• WHAT YOU NEED TO DO: Return every line of the records below that contains the string "with".
··· GIVEN RECORDS
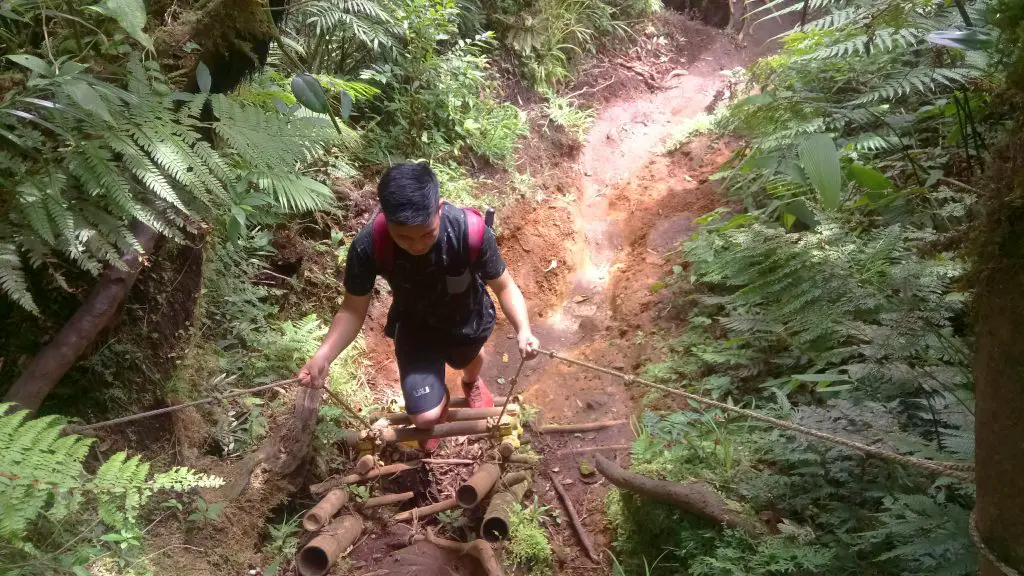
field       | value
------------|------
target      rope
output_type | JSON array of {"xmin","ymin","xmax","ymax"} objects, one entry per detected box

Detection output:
[
  {"xmin": 970, "ymin": 508, "xmax": 1021, "ymax": 576},
  {"xmin": 67, "ymin": 378, "xmax": 299, "ymax": 434},
  {"xmin": 540, "ymin": 349, "xmax": 974, "ymax": 482},
  {"xmin": 498, "ymin": 356, "xmax": 526, "ymax": 424}
]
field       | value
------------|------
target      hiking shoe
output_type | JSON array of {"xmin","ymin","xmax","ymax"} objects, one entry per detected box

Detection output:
[
  {"xmin": 462, "ymin": 376, "xmax": 495, "ymax": 408},
  {"xmin": 419, "ymin": 394, "xmax": 449, "ymax": 454}
]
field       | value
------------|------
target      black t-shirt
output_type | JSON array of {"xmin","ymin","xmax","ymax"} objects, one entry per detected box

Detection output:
[{"xmin": 345, "ymin": 202, "xmax": 505, "ymax": 341}]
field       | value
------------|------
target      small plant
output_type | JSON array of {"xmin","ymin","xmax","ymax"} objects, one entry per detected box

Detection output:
[
  {"xmin": 187, "ymin": 497, "xmax": 227, "ymax": 524},
  {"xmin": 541, "ymin": 89, "xmax": 594, "ymax": 142},
  {"xmin": 506, "ymin": 498, "xmax": 552, "ymax": 576},
  {"xmin": 345, "ymin": 484, "xmax": 370, "ymax": 502},
  {"xmin": 0, "ymin": 404, "xmax": 223, "ymax": 576},
  {"xmin": 437, "ymin": 508, "xmax": 473, "ymax": 540},
  {"xmin": 263, "ymin": 516, "xmax": 301, "ymax": 566}
]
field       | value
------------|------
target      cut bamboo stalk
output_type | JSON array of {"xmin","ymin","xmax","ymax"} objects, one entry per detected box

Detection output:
[
  {"xmin": 480, "ymin": 472, "xmax": 530, "ymax": 542},
  {"xmin": 355, "ymin": 492, "xmax": 415, "ymax": 510},
  {"xmin": 384, "ymin": 405, "xmax": 519, "ymax": 425},
  {"xmin": 556, "ymin": 444, "xmax": 630, "ymax": 454},
  {"xmin": 355, "ymin": 454, "xmax": 377, "ymax": 475},
  {"xmin": 309, "ymin": 460, "xmax": 420, "ymax": 496},
  {"xmin": 302, "ymin": 488, "xmax": 348, "ymax": 532},
  {"xmin": 455, "ymin": 462, "xmax": 502, "ymax": 508},
  {"xmin": 534, "ymin": 420, "xmax": 629, "ymax": 434},
  {"xmin": 413, "ymin": 528, "xmax": 504, "ymax": 576},
  {"xmin": 502, "ymin": 454, "xmax": 541, "ymax": 464},
  {"xmin": 548, "ymin": 474, "xmax": 601, "ymax": 562},
  {"xmin": 495, "ymin": 471, "xmax": 532, "ymax": 492},
  {"xmin": 392, "ymin": 498, "xmax": 459, "ymax": 522},
  {"xmin": 449, "ymin": 396, "xmax": 511, "ymax": 408},
  {"xmin": 295, "ymin": 515, "xmax": 362, "ymax": 576}
]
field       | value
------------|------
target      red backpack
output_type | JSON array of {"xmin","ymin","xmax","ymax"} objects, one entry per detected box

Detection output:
[{"xmin": 370, "ymin": 203, "xmax": 495, "ymax": 275}]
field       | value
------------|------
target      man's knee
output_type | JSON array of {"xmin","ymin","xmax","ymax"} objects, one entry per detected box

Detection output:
[{"xmin": 409, "ymin": 399, "xmax": 447, "ymax": 428}]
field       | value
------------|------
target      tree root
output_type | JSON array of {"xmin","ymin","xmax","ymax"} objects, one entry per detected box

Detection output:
[
  {"xmin": 548, "ymin": 469, "xmax": 601, "ymax": 562},
  {"xmin": 595, "ymin": 455, "xmax": 767, "ymax": 538},
  {"xmin": 413, "ymin": 528, "xmax": 503, "ymax": 576}
]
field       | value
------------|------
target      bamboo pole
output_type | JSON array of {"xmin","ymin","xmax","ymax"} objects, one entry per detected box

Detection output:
[
  {"xmin": 392, "ymin": 498, "xmax": 459, "ymax": 522},
  {"xmin": 295, "ymin": 515, "xmax": 362, "ymax": 576},
  {"xmin": 302, "ymin": 488, "xmax": 348, "ymax": 532}
]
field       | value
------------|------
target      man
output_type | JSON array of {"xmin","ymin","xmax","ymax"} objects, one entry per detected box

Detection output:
[{"xmin": 299, "ymin": 159, "xmax": 540, "ymax": 452}]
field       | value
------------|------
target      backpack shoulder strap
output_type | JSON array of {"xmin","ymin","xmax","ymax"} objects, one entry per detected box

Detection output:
[
  {"xmin": 462, "ymin": 208, "xmax": 487, "ymax": 265},
  {"xmin": 370, "ymin": 212, "xmax": 394, "ymax": 275}
]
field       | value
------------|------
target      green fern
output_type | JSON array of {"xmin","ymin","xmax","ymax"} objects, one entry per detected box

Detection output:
[
  {"xmin": 0, "ymin": 404, "xmax": 223, "ymax": 573},
  {"xmin": 0, "ymin": 50, "xmax": 346, "ymax": 313}
]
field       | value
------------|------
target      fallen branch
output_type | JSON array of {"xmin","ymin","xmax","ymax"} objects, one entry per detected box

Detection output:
[
  {"xmin": 413, "ymin": 528, "xmax": 503, "ymax": 576},
  {"xmin": 534, "ymin": 420, "xmax": 629, "ymax": 434},
  {"xmin": 392, "ymin": 498, "xmax": 459, "ymax": 522},
  {"xmin": 555, "ymin": 444, "xmax": 630, "ymax": 454},
  {"xmin": 355, "ymin": 492, "xmax": 415, "ymax": 510},
  {"xmin": 502, "ymin": 454, "xmax": 541, "ymax": 465},
  {"xmin": 548, "ymin": 474, "xmax": 601, "ymax": 562},
  {"xmin": 309, "ymin": 460, "xmax": 420, "ymax": 496},
  {"xmin": 595, "ymin": 455, "xmax": 766, "ymax": 537}
]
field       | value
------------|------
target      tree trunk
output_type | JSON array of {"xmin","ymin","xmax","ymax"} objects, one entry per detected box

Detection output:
[
  {"xmin": 4, "ymin": 0, "xmax": 288, "ymax": 412},
  {"xmin": 973, "ymin": 113, "xmax": 1024, "ymax": 576},
  {"xmin": 4, "ymin": 221, "xmax": 160, "ymax": 411}
]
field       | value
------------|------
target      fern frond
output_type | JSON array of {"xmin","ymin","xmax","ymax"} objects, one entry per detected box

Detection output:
[{"xmin": 849, "ymin": 68, "xmax": 974, "ymax": 106}]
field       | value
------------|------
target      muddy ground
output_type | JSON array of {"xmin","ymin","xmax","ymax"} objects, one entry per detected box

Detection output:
[
  {"xmin": 339, "ymin": 12, "xmax": 786, "ymax": 575},
  {"xmin": 128, "ymin": 7, "xmax": 798, "ymax": 576}
]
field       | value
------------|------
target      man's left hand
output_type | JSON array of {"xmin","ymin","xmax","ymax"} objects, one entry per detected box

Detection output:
[{"xmin": 519, "ymin": 330, "xmax": 541, "ymax": 360}]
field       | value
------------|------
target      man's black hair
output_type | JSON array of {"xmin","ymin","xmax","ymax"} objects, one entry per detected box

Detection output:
[{"xmin": 377, "ymin": 162, "xmax": 439, "ymax": 225}]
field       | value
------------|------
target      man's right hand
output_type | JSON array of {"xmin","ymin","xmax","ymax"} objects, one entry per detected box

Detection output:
[{"xmin": 298, "ymin": 353, "xmax": 331, "ymax": 388}]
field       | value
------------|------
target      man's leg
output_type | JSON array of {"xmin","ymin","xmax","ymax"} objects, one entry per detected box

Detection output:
[
  {"xmin": 394, "ymin": 324, "xmax": 447, "ymax": 428},
  {"xmin": 446, "ymin": 339, "xmax": 495, "ymax": 408}
]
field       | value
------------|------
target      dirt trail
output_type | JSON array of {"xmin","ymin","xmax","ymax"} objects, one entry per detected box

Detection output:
[{"xmin": 462, "ymin": 19, "xmax": 774, "ymax": 574}]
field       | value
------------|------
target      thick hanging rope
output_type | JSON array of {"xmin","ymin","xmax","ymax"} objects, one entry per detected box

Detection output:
[
  {"xmin": 540, "ymin": 349, "xmax": 974, "ymax": 482},
  {"xmin": 970, "ymin": 508, "xmax": 1021, "ymax": 576},
  {"xmin": 67, "ymin": 378, "xmax": 299, "ymax": 434}
]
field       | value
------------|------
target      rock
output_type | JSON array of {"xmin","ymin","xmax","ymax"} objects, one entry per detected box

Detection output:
[{"xmin": 580, "ymin": 460, "xmax": 597, "ymax": 477}]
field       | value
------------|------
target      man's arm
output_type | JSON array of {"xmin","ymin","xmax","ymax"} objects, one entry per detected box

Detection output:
[
  {"xmin": 299, "ymin": 294, "xmax": 372, "ymax": 387},
  {"xmin": 487, "ymin": 270, "xmax": 541, "ymax": 360}
]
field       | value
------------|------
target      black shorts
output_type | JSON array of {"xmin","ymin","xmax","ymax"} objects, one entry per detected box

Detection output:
[{"xmin": 394, "ymin": 322, "xmax": 487, "ymax": 415}]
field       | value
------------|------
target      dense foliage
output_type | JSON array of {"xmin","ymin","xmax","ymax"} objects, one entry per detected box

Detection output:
[
  {"xmin": 0, "ymin": 0, "xmax": 654, "ymax": 574},
  {"xmin": 609, "ymin": 0, "xmax": 1007, "ymax": 575},
  {"xmin": 0, "ymin": 404, "xmax": 223, "ymax": 576}
]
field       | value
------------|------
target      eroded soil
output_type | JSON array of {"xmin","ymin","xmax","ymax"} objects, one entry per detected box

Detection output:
[{"xmin": 344, "ymin": 14, "xmax": 774, "ymax": 574}]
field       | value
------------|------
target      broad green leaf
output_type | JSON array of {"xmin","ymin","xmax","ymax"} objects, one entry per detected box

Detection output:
[
  {"xmin": 848, "ymin": 164, "xmax": 893, "ymax": 192},
  {"xmin": 196, "ymin": 61, "xmax": 213, "ymax": 94},
  {"xmin": 928, "ymin": 30, "xmax": 994, "ymax": 50},
  {"xmin": 341, "ymin": 88, "xmax": 352, "ymax": 120},
  {"xmin": 6, "ymin": 54, "xmax": 53, "ymax": 76},
  {"xmin": 800, "ymin": 134, "xmax": 843, "ymax": 210},
  {"xmin": 65, "ymin": 80, "xmax": 114, "ymax": 123},
  {"xmin": 89, "ymin": 0, "xmax": 153, "ymax": 50},
  {"xmin": 292, "ymin": 74, "xmax": 328, "ymax": 114}
]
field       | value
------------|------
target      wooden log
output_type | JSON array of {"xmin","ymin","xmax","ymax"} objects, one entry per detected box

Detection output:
[
  {"xmin": 392, "ymin": 498, "xmax": 459, "ymax": 522},
  {"xmin": 355, "ymin": 492, "xmax": 415, "ymax": 510},
  {"xmin": 384, "ymin": 406, "xmax": 519, "ymax": 425},
  {"xmin": 548, "ymin": 474, "xmax": 601, "ymax": 562},
  {"xmin": 595, "ymin": 455, "xmax": 767, "ymax": 537},
  {"xmin": 302, "ymin": 488, "xmax": 348, "ymax": 532},
  {"xmin": 534, "ymin": 420, "xmax": 629, "ymax": 434},
  {"xmin": 355, "ymin": 454, "xmax": 377, "ymax": 475},
  {"xmin": 480, "ymin": 472, "xmax": 530, "ymax": 542},
  {"xmin": 309, "ymin": 460, "xmax": 420, "ymax": 496},
  {"xmin": 295, "ymin": 515, "xmax": 362, "ymax": 576},
  {"xmin": 455, "ymin": 462, "xmax": 502, "ymax": 508}
]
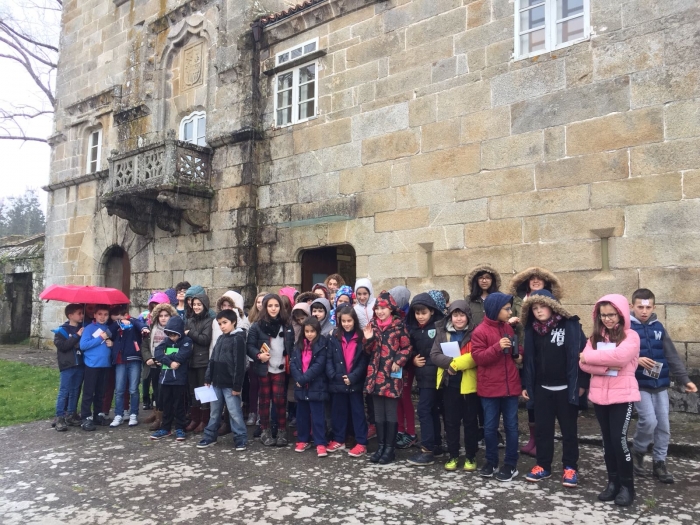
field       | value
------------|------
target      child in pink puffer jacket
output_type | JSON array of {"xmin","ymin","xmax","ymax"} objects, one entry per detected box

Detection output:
[{"xmin": 580, "ymin": 294, "xmax": 640, "ymax": 506}]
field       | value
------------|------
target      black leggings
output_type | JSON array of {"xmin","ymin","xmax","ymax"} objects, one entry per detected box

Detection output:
[
  {"xmin": 595, "ymin": 403, "xmax": 633, "ymax": 482},
  {"xmin": 372, "ymin": 394, "xmax": 399, "ymax": 423}
]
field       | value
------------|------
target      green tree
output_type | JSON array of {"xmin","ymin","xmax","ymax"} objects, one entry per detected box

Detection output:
[{"xmin": 0, "ymin": 190, "xmax": 46, "ymax": 237}]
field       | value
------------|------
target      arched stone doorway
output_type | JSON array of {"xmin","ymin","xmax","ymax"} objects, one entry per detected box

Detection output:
[
  {"xmin": 301, "ymin": 244, "xmax": 357, "ymax": 291},
  {"xmin": 102, "ymin": 245, "xmax": 131, "ymax": 297}
]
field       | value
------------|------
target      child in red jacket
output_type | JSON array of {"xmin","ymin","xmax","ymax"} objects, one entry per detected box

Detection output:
[{"xmin": 472, "ymin": 292, "xmax": 523, "ymax": 481}]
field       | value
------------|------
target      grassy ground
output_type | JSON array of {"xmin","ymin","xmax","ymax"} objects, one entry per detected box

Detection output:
[{"xmin": 0, "ymin": 360, "xmax": 59, "ymax": 427}]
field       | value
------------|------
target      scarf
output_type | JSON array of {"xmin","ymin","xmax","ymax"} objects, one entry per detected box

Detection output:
[
  {"xmin": 260, "ymin": 316, "xmax": 282, "ymax": 337},
  {"xmin": 532, "ymin": 314, "xmax": 562, "ymax": 335}
]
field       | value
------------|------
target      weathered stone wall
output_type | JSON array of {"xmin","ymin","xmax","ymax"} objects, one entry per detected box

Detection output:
[{"xmin": 258, "ymin": 0, "xmax": 700, "ymax": 366}]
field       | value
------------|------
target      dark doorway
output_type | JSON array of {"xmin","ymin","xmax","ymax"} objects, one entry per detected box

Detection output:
[
  {"xmin": 104, "ymin": 246, "xmax": 131, "ymax": 297},
  {"xmin": 301, "ymin": 244, "xmax": 356, "ymax": 291},
  {"xmin": 4, "ymin": 273, "xmax": 32, "ymax": 343}
]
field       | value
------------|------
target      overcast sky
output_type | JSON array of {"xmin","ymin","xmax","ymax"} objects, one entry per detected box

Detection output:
[{"xmin": 0, "ymin": 0, "xmax": 60, "ymax": 213}]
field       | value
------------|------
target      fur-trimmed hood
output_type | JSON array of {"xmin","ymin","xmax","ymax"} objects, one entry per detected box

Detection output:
[
  {"xmin": 520, "ymin": 290, "xmax": 573, "ymax": 326},
  {"xmin": 467, "ymin": 264, "xmax": 501, "ymax": 295},
  {"xmin": 508, "ymin": 266, "xmax": 564, "ymax": 301},
  {"xmin": 151, "ymin": 303, "xmax": 177, "ymax": 327}
]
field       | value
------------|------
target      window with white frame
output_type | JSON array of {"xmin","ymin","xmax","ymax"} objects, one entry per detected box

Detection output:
[
  {"xmin": 275, "ymin": 39, "xmax": 318, "ymax": 126},
  {"xmin": 85, "ymin": 129, "xmax": 102, "ymax": 173},
  {"xmin": 180, "ymin": 111, "xmax": 207, "ymax": 146},
  {"xmin": 515, "ymin": 0, "xmax": 590, "ymax": 58}
]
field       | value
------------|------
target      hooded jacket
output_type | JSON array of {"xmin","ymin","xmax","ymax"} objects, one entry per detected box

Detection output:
[
  {"xmin": 154, "ymin": 316, "xmax": 193, "ymax": 386},
  {"xmin": 579, "ymin": 294, "xmax": 641, "ymax": 405},
  {"xmin": 290, "ymin": 303, "xmax": 311, "ymax": 341},
  {"xmin": 522, "ymin": 290, "xmax": 590, "ymax": 408},
  {"xmin": 466, "ymin": 264, "xmax": 501, "ymax": 327},
  {"xmin": 310, "ymin": 297, "xmax": 333, "ymax": 335},
  {"xmin": 185, "ymin": 288, "xmax": 212, "ymax": 368},
  {"xmin": 289, "ymin": 335, "xmax": 328, "ymax": 401},
  {"xmin": 630, "ymin": 314, "xmax": 690, "ymax": 392},
  {"xmin": 365, "ymin": 292, "xmax": 412, "ymax": 399},
  {"xmin": 51, "ymin": 321, "xmax": 83, "ymax": 371},
  {"xmin": 406, "ymin": 293, "xmax": 445, "ymax": 388},
  {"xmin": 204, "ymin": 327, "xmax": 247, "ymax": 392},
  {"xmin": 209, "ymin": 290, "xmax": 250, "ymax": 359},
  {"xmin": 80, "ymin": 321, "xmax": 112, "ymax": 368},
  {"xmin": 430, "ymin": 300, "xmax": 476, "ymax": 394},
  {"xmin": 326, "ymin": 327, "xmax": 369, "ymax": 394},
  {"xmin": 472, "ymin": 292, "xmax": 522, "ymax": 397},
  {"xmin": 354, "ymin": 279, "xmax": 375, "ymax": 329}
]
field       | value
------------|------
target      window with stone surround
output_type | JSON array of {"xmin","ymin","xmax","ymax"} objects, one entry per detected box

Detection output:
[
  {"xmin": 515, "ymin": 0, "xmax": 591, "ymax": 58},
  {"xmin": 274, "ymin": 39, "xmax": 318, "ymax": 126},
  {"xmin": 180, "ymin": 111, "xmax": 207, "ymax": 146},
  {"xmin": 85, "ymin": 129, "xmax": 102, "ymax": 173}
]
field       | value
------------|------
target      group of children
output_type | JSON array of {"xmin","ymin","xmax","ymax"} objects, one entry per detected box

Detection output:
[{"xmin": 55, "ymin": 265, "xmax": 697, "ymax": 506}]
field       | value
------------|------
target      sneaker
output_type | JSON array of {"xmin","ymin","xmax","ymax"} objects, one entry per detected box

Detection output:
[
  {"xmin": 367, "ymin": 425, "xmax": 377, "ymax": 439},
  {"xmin": 260, "ymin": 428, "xmax": 277, "ymax": 447},
  {"xmin": 494, "ymin": 465, "xmax": 518, "ymax": 481},
  {"xmin": 479, "ymin": 463, "xmax": 496, "ymax": 478},
  {"xmin": 632, "ymin": 450, "xmax": 648, "ymax": 476},
  {"xmin": 348, "ymin": 444, "xmax": 367, "ymax": 458},
  {"xmin": 294, "ymin": 442, "xmax": 311, "ymax": 452},
  {"xmin": 525, "ymin": 465, "xmax": 552, "ymax": 483},
  {"xmin": 197, "ymin": 438, "xmax": 216, "ymax": 448},
  {"xmin": 462, "ymin": 458, "xmax": 476, "ymax": 472},
  {"xmin": 561, "ymin": 467, "xmax": 578, "ymax": 488},
  {"xmin": 54, "ymin": 416, "xmax": 68, "ymax": 432},
  {"xmin": 445, "ymin": 458, "xmax": 459, "ymax": 472},
  {"xmin": 406, "ymin": 448, "xmax": 435, "ymax": 467},
  {"xmin": 326, "ymin": 441, "xmax": 345, "ymax": 452},
  {"xmin": 151, "ymin": 428, "xmax": 170, "ymax": 441}
]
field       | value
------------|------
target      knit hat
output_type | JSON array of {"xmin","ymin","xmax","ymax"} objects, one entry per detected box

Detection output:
[{"xmin": 484, "ymin": 292, "xmax": 513, "ymax": 321}]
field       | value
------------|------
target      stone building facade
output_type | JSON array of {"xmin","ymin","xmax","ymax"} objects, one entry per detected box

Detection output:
······
• SOLUTION TO THE EXERCISE:
target      window with white frame
target      window with stone surround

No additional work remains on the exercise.